> **Study text**
Today I have to perform a sad duty; the funeral and commemoration of a much loved family member, the favourite aunt of my husband.
Jessy was a nurse for most of her live. She took care of war veterans of WWII and the Vietnam war in New Zealand.
She died peacefully in a hospital bed surrounded 24 hours a day in the last three days of her live by us her family. She was 91 and ready to go.
Her live had been good and full, and until the very last moment she was a strong independent woman.
So today we mourn her passing and we celebrate her live. We who have never seen a days war in our lives. We who expect to live our lives to the full with nothing other than an accident or an illness to cut short our lives.
Just imagine that. Nobody will invade our country because we are too far away from everything and we don’t live on top of oil, or something else that a country with a huge army wants, and takes what it wants without regard of who lives on top of what it wants. In fact it is quit happy to shoot, torture or kill in other horrible ways those that object to being occupied by a hostile greedy nation, that used an attack on their own soil as an excuse to invade, even though your country had nothing to do with those attacks.
Today as I grief Jessy, I leave you with the Winter soldiers of 2008, as they testify to the brutal occupation they were ordered into and had to partake in.
The Iraqis you see were not so lucky, they lived on top of oil, and America wants it, you see. Iraq had nothing to do with the attacks of 911, but than neither had Afghanistan, it just so happened they had stopped growing opium, and the Taliban had refused to sign a contract allowing America to build a bloody great pipeline for oil through their country.
Just imagine your favourite aunty with perhaps you favourite nephew driving her to the market because since the invasion of your country the extreme Christians in your country had taken over and deemed a woman alone in a car a sin against god (We only were allowed out alone for say the last 1oo years and we only got the voting right until much much later, and I remember when my mother wanted to learn how to drive a car she was ridiculed as were most women, because women were unfit to drive, and her wish to have her own job and earn her own money cost her, her marriage, in fact in my native Holland to this day there are numerous ultra Christian groups that forbid their women to work out of house, drive a car, go out unchaperoned by a male relative, be alone with a male in her own home without another female relative, and use her right to vote, and who consider the male to be the head of the house.) and as your favourite aunty and nephew drive through the mainstreet, the get caught up in a US raid on their city. You hear about the raid from one of your neighbours who is lucky to be alive, and your long wait begins. You hope against all hope that your aunty and your nephew (Let’s give them some names shall we, they are like us human beings, they are called Aisha and Yousef) are just stuck somewhere and you stay awake all night to see the if the light in the apartment across the street gets turned on, but it stays dark and you hope it’s just another blackout, but you know better because other apartments have their lights on, and in the morning you get out and you search hospital after hospital, morgue after morgue, and when you’re are finally lucky enough to find them, you will see their bodies riddled with bullets, and pain in their faces, and you know they died alone and all you can do is wash them and bury, that is if you are a male because as a woman in your occupied country with extremist Christians you can’t even do that, you have to stay at home and wait when and if the men will come home.

> **Activities**
(a) Do the following statements agree with the text about Jessy's funeral? Answer yes or no for each, and quote the exact words of the text that decide it.
(i) Jessy was 91 when she died.
(ii) Jessy cared for war veterans in Australia.
(iii) The writer's native country is Holland.
(b) In the text about Jessy's funeral, what names does the writer give the aunt and nephew caught in the raid?
(c) Write the next part of the text about Jessy's funeral, starting after its final sentence.

> **Data for review**
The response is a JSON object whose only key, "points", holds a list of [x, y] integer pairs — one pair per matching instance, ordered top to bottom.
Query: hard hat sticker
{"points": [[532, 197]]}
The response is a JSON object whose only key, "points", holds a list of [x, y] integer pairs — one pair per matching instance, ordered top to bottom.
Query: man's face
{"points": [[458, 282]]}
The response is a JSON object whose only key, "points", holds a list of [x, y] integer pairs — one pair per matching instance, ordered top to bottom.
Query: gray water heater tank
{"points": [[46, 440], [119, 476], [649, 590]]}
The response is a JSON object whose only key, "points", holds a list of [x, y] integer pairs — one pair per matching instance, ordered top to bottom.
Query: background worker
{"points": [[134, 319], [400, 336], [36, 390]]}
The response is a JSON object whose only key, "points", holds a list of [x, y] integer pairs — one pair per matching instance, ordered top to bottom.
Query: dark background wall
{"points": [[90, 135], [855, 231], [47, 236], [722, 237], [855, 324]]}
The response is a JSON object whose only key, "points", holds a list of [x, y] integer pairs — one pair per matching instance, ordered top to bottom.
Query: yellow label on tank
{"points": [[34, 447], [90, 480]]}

...

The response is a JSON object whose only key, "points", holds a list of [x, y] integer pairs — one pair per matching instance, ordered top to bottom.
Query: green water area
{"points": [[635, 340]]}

> **Solved problems**
(a)
(i) Yes: "She was 91 and ready to go."
(ii) No: "She took care of war veterans of WWII and the Vietnam war in New Zealand."
(iii) Yes: "in my native Holland"

(b) Aisha and Yousef.

(c)
Or perhaps in Afghanistan you will be at a wedding with all your family and there is music and dance and the bride and the groom look radiant and you’re so happy because it is for the first time that you can sit with the men of your tribe because you finally old enough to be with them, and you look proudly at your your favourite aunty and she looks back at you and you can see that she is proud of you coming of age, and your father gives you his gun and you are allowed, for the first time to fire the celebratory gun shots, but than all of a sudden a US or NATO fighter jet flies over and you see with horror the sprays of bullets hitting the women, your favourite aunty pushed back by the bullets hitting her and your young favourite niece who looked so wonderful in her new dress looses half her head when a bullet hits her and the men run towards them and the second plane kills your father, your father who was also your best friend who taught you everything you know and with his gun you fire in rage after the jets who have long since gone, and when the silence returns there is only wailing and screaming and blood.
The next day we read in our corporately owned newspapers, that US jets have taken out a major Taliban leader, and only three days later on page four a small article appears correcting that story.
As I grief for my husbands favourite aunty Jessy who died peacefully surrounded by her family please give this a thought, and ask your self the question why are we involved in an illegal war of aggression, and why are none of our political leaders addressing this sad and horribly wrong issue. Because it has to stop.